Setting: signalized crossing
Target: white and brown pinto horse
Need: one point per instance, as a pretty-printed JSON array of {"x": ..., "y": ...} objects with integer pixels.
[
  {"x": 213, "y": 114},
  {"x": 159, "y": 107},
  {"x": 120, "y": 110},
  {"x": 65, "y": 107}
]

• • •

## WORK ORDER
Go to the line holding "Need: one point" in the entries above and return it, along with every line after it, exactly as written.

## TASK RESPONSE
Need: one point per instance, as a pretty-printed JSON array of {"x": ..., "y": ...} objects with integer pixels.
[
  {"x": 213, "y": 114},
  {"x": 159, "y": 107},
  {"x": 120, "y": 110},
  {"x": 65, "y": 107}
]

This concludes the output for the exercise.